### Provided passage

+++++

In a global economy, there are few topics more compelling themes for investors today than Currencies.

In the report, UBS Wealth Management Research predicts a significant increase in the value of the currencies of certain Asian and oil-producing countries. Currencies that are pegged at competitive rates to the US dollar may appreciate sharply to stamp out domestic inflation.

The new report says that this could drag on global growth, as Asian exports become less competitive. China, for instance, has become a global manufacturing powerhouse, but a rising Chinese yuan will hurt Chinese exports.

Production capacity outside Asia will be unable, initially, to meet demand. These shifts should eventually benefit other regions particularly the Eurozone, but also the US as their industries adjust to take up the slack.

In the short term, a sharp appreciation of today’s weak currencies could slow global economic growth and fuel a further pickup in inflation. Developed countries’ bond markets would likely weaken as inflation increases. UBS WM Research believes the risk of a sharp currency appreciation is not reflected in the price of many emerging market equities and real estate at present.

Several emerging market currencies are either pegged to, or in a managed relationship with, the US dollar, especially the Chinese yuan, other major Asian currencies, and most of the currencies of the Gulf Cooperation Council. Because their currencies are tied to the US dollar at competitive rates, these countries have enjoyed strong economic growth, high and increasing current account surpluses, enormous foreign exchange reserve accumulation, and buoyant financial and real estate markets.

Overall, the combination of steadily accumulating foreign exchange reserves, strong demand for currencies of commodity-exporting countries, and the extended success of “carry trades” have produced profound misalignments in currency markets.

+++++

### What you need to do
(1) Summarize the passage on currencies in two sentences.
(2) Repeat the passage on currencies word for word from "In the report, UBS" to "out domestic inflation.".

### Collected data

+++++

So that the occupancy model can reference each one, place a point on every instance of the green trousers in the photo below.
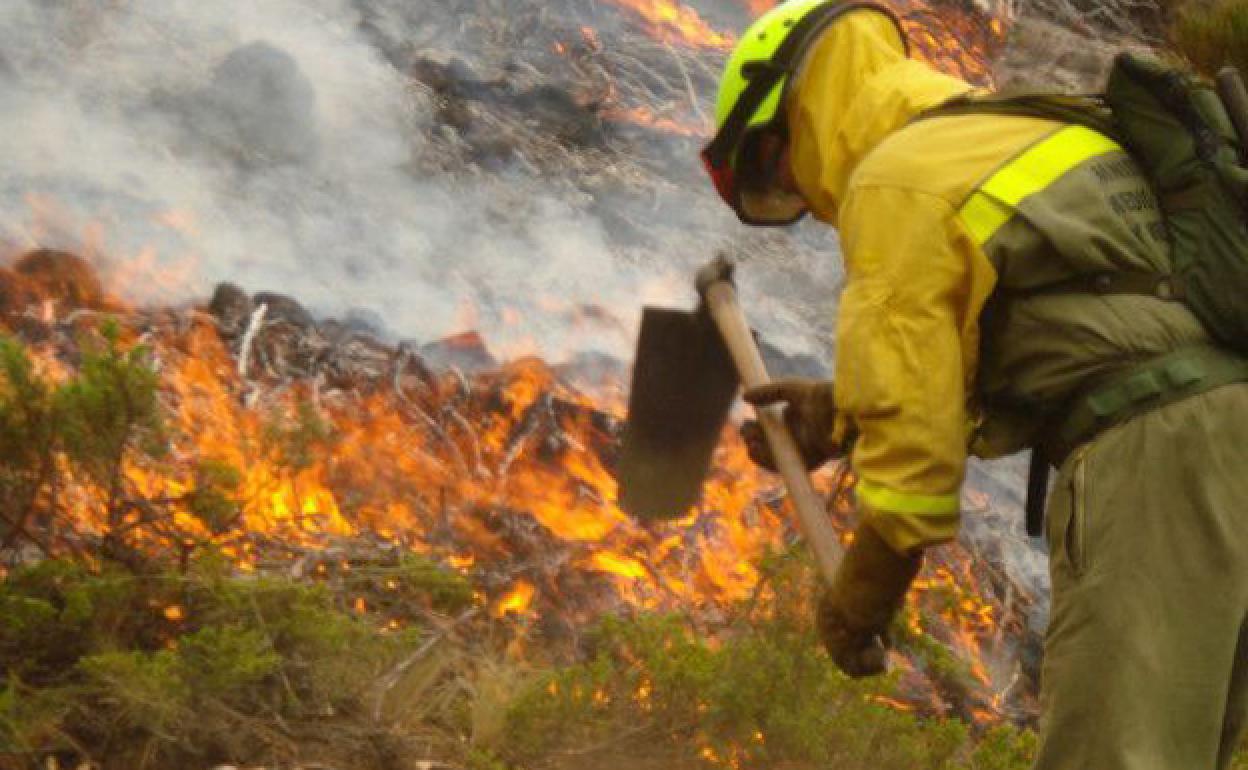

+++++

### The results
(1) UBS Wealth Management Research predicts that currencies of certain Asian and oil-producing countries pegged to the US dollar at competitive rates may appreciate sharply, which could hurt Asian exports, slow global growth, and push up inflation in the short term. Such shifts should eventually benefit other regions, particularly the Eurozone and the US, while steady reserve accumulation, strong demand for commodity exporters' currencies, and successful "carry trades" have produced profound misalignments in currency markets.

(2)
In the report, UBS Wealth Management Research predicts a significant increase in the value of the currencies of certain Asian and oil-producing countries. Currencies that are pegged at competitive rates to the US dollar may appreciate sharply to stamp out domestic inflation.